▶ 要件 1
選んだ文章にある「一方、顔料インクは、加熱によりインクを生地に定着させる特徴があり、色々な生地種にプリントすることができます。」という一文を英語に訳してください。
▶ 要件 2
選んだ文章のうち、「YUIMA NAKAZATOと創るファッションの未来」から始めて「くデザインを再現しています。」までの部分を、一字も変えずに書き出してください。

▶ 選んだ文章
YUIMA NAKAZATOと創るファッションの未来

2024年6月26日、2024年秋冬オートクチュールウィークの中でフランス・パリにて発表されたYUIMA NAKAZATOの最新コレクション「UNVEIL」の制作の一部をエプソンがサポートしました。
中里氏は、古代ギリシャを舞台としたオペラ「イドメネオ」の衣装を担当しました。その時に得られたインスピレーションを基に、今期のコレクションをデザインしています。エプソンは、シルクオーガンジー生地や、Brewed Protein™繊維*1の生地、そしてドライファイバーテクノロジー*2で再生した不織布へのプリントにデジタル捺染技術を活用することで、その鮮やかな赤色が目を引くデザインを再現しています。

参考リンク:YUIMA NAKAZATOホームページ

©Gio Staiano

今回初めて、Spiber社製人工構造タンパク質素材へのプリントを実施

中里氏は、コレクションの中で、Brewed Protein™繊維*1を配合した生地を、継続して使用しています。今回、Brewed Protein™繊維*1とコットンの混紡生地に顔料インクでプリントしました。

通常、染料インクを使用するプリント工程では、生地種によってインクの種類を変える必要があります。そのため、混紡生地に使用できるインク種は限られていました。一方、顔料インクは、加熱によりインクを生地に定着させる特徴があり、色々な生地種にプリントすることができます。エプソンは、染料インクに加え、顔料インクを搭載したプリンターと、その前後に必要な処理を含めた技術を開発しており、今回の血管をイメージしたデザインの鮮やかな発色を実現しています。Brewed Protein™繊維*1配合の生地へのプリントは、エプソンでは初めてとなりますが、中里氏が希望する生地に、エプソンのデジタル捺染技術でデザインを再現性高くプリントすることで、衣装表現のバリエーションをさらに拡げることに貢献しました。

▶ データ
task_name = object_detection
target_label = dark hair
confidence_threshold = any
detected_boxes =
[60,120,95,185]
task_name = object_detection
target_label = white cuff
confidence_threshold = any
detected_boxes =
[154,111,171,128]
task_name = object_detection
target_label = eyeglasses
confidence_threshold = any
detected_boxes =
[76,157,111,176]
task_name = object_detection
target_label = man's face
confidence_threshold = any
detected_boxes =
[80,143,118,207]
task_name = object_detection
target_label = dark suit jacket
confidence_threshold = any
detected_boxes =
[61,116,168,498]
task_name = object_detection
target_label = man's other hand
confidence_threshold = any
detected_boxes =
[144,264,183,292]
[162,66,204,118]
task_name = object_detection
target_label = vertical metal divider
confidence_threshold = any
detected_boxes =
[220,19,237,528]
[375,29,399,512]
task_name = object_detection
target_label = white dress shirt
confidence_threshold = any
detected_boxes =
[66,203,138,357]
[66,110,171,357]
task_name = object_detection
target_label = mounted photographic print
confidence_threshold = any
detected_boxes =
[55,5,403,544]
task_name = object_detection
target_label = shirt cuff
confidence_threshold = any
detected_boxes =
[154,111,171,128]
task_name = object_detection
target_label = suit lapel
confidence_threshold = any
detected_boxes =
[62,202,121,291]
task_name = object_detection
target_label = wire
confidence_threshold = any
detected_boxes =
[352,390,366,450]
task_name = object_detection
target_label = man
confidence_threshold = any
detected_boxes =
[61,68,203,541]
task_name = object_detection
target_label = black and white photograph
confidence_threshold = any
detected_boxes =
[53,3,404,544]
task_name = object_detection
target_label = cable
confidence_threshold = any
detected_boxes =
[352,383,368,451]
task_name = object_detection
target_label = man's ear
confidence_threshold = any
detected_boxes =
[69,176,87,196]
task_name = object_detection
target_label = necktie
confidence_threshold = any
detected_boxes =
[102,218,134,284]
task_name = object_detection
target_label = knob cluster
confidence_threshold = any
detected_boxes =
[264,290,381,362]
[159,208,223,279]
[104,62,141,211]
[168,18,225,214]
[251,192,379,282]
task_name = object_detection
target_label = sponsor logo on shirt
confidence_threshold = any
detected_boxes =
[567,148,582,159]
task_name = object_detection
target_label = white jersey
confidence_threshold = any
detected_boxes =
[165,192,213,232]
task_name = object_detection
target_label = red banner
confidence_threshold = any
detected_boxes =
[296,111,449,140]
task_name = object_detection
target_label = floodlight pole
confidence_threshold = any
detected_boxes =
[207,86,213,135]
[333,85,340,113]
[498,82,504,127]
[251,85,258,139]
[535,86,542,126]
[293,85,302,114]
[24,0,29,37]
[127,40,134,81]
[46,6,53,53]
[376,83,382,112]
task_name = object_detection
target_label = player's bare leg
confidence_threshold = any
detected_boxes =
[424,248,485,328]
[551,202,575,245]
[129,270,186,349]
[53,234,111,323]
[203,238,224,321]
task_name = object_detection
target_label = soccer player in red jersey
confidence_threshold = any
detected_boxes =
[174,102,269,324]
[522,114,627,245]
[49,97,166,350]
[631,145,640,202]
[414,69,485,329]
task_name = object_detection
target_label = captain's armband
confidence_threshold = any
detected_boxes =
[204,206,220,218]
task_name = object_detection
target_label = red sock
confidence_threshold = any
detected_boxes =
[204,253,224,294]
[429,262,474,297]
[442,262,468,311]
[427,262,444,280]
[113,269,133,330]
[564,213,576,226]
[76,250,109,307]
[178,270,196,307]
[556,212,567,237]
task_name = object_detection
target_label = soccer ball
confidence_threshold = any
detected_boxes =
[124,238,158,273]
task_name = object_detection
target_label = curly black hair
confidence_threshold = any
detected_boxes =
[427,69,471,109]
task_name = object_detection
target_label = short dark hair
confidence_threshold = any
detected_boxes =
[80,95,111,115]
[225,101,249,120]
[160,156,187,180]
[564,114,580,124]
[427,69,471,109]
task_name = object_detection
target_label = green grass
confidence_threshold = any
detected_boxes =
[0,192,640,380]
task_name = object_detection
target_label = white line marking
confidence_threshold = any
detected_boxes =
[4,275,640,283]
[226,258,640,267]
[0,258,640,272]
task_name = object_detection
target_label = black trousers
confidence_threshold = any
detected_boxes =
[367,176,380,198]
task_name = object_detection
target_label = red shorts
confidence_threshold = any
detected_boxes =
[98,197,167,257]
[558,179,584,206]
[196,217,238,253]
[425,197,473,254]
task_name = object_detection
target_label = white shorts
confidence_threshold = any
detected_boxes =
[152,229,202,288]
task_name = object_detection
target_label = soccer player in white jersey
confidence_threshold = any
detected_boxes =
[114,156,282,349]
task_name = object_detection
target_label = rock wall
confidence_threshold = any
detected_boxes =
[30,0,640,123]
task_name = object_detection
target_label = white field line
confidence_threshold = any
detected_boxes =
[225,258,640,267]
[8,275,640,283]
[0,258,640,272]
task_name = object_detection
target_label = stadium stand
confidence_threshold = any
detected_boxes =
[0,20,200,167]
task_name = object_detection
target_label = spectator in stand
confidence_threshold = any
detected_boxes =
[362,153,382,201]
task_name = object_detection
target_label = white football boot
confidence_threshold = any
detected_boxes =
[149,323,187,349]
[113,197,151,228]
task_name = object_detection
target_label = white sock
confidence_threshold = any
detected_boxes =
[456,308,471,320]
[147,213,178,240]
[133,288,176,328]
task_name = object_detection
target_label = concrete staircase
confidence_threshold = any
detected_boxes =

▶ 想定解答 1
On the other hand, pigment ink has the characteristic of being fixed to the fabric by heating, so it can be printed on many different types of fabric.

▶ 想定解答 2
YUIMA NAKAZATOと創るファッションの未来

2024年6月26日、2024年秋冬オートクチュールウィークの中でフランス・パリにて発表されたYUIMA NAKAZATOの最新コレクション「UNVEIL」の制作の一部をエプソンがサポートしました。
中里氏は、古代ギリシャを舞台としたオペラ「イドメネオ」の衣装を担当しました。その時に得られたインスピレーションを基に、今期のコレクションをデザインしています。エプソンは、シルクオーガンジー生地や、Brewed Protein™繊維*1の生地、そしてドライファイバーテクノロジー*2で再生した不織布へのプリントにデジタル捺染技術を活用することで、その鮮やかな赤色が目を引くデザインを再現しています。